╭─ Listing

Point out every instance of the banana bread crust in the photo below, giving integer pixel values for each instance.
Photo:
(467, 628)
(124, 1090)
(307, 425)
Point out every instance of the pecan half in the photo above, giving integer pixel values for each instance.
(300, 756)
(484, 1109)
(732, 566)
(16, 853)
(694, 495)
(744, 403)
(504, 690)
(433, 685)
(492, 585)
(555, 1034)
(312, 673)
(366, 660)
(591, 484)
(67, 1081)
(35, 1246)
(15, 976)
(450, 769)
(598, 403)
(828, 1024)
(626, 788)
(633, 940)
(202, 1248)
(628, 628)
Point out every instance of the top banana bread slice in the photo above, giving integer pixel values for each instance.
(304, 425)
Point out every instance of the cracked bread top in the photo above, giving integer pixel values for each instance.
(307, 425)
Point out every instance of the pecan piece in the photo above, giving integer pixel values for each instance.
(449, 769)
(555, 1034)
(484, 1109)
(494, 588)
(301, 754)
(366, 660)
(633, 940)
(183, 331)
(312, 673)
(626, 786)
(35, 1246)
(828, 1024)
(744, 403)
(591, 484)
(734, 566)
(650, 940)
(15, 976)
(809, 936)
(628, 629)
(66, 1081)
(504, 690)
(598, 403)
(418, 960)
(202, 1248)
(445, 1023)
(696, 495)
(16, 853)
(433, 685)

╰─

:: What to produce ::
Change "pecan" to "walnut" everywhere it occurs in the items above, and reproduce them with everything else left as it is.

:: Correct response ::
Point out every instance of the banana bread crust in the photo below, giving integer pixel values for each instance.
Photo:
(467, 628)
(124, 1090)
(307, 425)
Point out every instance of the walnut half in the photo above, giving integer pixel values for each instance.
(300, 756)
(484, 1109)
(732, 566)
(16, 853)
(694, 495)
(744, 403)
(504, 690)
(433, 685)
(492, 585)
(555, 1034)
(312, 673)
(366, 660)
(591, 484)
(67, 1081)
(35, 1246)
(15, 976)
(450, 769)
(598, 403)
(828, 1024)
(626, 788)
(633, 940)
(202, 1248)
(628, 628)
Point out every instance of the top banana bread slice in the photo above, giving integer pixel values for each instance.
(304, 425)
Point out every instance of the cracked bread top in the photo above, giving integer pixel values for each instance.
(307, 425)
Point out every instance of the walnut piece in the photo above, giving integer pixel values for each instance.
(449, 769)
(555, 1034)
(484, 1109)
(494, 588)
(301, 754)
(366, 660)
(633, 940)
(183, 331)
(312, 673)
(626, 786)
(35, 1246)
(828, 1024)
(744, 403)
(591, 484)
(734, 566)
(650, 940)
(15, 976)
(809, 936)
(628, 629)
(66, 1081)
(504, 690)
(598, 403)
(418, 960)
(202, 1248)
(445, 1023)
(696, 495)
(16, 853)
(433, 685)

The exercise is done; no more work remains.